Your answer must be an exact copy of the lines from the one holding "Would you mind pointing at the overcast" through the last line of the entries below, with nothing added.

·····

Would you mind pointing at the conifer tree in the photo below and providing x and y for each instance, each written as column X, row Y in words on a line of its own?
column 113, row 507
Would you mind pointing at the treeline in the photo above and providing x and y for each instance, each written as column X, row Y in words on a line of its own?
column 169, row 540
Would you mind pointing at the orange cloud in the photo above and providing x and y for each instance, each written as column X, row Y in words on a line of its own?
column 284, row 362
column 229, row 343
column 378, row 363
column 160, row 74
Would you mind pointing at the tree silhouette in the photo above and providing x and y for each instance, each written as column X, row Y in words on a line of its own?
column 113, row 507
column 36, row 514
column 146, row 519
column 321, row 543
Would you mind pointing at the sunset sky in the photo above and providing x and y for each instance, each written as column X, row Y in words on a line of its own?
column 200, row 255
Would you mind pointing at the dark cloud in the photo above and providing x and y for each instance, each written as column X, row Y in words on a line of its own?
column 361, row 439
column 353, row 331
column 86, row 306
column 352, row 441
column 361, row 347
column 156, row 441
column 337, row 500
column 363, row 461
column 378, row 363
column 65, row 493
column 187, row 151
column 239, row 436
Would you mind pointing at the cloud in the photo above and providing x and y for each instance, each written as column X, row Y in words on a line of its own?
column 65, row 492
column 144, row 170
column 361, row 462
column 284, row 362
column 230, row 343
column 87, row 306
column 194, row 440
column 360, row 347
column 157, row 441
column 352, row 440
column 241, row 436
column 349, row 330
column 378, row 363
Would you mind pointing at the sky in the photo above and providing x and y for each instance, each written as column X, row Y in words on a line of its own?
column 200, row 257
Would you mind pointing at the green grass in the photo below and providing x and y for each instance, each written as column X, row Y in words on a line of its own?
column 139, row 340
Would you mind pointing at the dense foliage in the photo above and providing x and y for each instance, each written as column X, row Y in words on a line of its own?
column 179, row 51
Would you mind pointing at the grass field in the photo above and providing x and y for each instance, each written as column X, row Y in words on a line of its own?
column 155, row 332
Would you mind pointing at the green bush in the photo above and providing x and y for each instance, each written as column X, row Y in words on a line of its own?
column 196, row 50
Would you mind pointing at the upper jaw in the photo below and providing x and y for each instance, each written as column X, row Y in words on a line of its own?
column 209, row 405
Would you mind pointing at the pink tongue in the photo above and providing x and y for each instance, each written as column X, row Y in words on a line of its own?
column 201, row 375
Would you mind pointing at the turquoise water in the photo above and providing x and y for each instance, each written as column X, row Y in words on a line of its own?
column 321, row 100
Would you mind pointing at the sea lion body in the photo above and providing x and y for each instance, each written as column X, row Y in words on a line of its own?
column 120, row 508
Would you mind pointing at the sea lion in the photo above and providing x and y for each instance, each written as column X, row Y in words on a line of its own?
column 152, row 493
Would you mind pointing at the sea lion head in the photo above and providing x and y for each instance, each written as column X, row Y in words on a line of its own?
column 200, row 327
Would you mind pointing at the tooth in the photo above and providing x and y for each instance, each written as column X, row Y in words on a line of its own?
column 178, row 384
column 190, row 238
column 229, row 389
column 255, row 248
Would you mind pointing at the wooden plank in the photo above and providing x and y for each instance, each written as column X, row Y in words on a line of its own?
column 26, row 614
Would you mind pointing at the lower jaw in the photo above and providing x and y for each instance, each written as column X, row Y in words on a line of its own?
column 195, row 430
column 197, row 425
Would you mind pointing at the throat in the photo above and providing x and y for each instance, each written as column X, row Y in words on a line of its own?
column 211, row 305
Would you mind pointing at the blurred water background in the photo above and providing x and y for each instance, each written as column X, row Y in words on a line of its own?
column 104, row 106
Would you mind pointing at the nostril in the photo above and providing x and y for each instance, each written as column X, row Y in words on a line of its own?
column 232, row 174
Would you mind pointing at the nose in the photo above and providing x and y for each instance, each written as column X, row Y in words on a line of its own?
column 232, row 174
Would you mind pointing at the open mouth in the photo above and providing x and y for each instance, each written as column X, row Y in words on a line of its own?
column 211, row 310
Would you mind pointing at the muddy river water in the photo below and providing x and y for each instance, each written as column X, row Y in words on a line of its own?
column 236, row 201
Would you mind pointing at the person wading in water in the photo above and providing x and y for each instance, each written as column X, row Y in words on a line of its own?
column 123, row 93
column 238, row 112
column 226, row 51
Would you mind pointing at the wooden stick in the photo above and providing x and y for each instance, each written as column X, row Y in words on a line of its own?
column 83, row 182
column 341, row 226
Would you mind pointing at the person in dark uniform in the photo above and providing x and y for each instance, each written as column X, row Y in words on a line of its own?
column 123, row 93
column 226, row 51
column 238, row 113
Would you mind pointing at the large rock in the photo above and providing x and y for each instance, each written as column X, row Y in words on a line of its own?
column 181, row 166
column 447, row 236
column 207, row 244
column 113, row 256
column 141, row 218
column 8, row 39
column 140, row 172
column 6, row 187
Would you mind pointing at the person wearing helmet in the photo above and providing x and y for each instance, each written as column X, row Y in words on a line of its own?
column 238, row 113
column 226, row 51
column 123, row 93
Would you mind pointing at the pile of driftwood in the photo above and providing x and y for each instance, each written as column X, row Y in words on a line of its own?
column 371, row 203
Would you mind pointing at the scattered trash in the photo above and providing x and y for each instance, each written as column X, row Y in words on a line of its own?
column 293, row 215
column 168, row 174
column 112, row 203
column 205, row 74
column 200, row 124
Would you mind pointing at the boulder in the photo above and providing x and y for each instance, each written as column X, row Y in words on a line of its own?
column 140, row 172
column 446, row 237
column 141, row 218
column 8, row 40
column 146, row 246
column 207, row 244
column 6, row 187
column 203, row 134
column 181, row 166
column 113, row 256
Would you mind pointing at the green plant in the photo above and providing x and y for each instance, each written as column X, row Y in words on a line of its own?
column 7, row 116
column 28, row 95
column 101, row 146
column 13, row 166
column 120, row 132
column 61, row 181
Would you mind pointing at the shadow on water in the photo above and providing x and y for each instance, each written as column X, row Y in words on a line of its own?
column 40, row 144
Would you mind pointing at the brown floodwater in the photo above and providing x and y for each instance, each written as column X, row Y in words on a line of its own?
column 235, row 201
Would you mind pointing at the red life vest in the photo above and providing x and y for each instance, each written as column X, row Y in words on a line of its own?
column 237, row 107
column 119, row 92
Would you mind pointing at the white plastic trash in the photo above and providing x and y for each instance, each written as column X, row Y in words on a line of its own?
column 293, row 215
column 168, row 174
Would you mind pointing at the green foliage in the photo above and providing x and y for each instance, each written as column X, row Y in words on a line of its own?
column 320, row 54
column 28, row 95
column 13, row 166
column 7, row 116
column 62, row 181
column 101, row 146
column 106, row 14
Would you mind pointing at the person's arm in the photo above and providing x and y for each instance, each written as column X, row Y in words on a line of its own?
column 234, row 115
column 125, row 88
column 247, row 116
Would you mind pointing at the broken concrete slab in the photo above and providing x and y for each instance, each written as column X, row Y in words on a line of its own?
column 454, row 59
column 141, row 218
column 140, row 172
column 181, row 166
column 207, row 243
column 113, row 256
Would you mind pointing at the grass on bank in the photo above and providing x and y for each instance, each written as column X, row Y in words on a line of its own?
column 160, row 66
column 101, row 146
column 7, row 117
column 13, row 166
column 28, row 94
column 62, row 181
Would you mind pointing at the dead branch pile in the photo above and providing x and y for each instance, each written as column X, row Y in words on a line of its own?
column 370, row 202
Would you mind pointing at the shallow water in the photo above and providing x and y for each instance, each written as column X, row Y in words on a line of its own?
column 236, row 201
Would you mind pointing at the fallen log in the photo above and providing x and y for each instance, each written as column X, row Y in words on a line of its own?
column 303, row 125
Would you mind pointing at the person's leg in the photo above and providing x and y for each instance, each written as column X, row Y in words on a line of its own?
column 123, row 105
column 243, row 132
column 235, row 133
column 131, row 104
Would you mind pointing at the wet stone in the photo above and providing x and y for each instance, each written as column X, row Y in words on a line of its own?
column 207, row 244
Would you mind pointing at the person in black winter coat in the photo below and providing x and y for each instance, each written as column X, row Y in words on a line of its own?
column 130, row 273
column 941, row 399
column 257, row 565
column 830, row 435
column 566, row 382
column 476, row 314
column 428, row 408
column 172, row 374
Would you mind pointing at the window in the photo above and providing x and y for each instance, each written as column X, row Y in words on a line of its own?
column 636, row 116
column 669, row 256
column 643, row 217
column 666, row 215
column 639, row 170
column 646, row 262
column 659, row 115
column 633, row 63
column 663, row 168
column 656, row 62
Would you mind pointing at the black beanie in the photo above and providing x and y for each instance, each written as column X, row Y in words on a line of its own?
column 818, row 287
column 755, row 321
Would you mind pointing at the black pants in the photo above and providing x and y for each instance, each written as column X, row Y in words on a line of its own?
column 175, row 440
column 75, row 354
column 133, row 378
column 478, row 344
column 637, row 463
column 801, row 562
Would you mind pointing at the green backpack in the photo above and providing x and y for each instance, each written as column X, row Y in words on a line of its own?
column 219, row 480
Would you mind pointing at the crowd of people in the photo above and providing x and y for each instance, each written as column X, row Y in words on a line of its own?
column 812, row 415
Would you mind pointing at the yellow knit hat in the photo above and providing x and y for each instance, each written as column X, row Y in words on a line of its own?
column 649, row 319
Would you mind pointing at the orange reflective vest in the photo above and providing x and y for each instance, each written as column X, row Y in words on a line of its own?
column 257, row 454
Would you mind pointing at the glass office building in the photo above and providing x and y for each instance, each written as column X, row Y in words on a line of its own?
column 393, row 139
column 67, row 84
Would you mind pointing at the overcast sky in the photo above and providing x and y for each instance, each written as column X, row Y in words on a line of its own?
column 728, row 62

·····

## ANSWER SPACE
Would you mind pointing at the overcast sky in the photo above and providing x and y for each instance, each written as column X, row Y in words on a line of its own?
column 728, row 62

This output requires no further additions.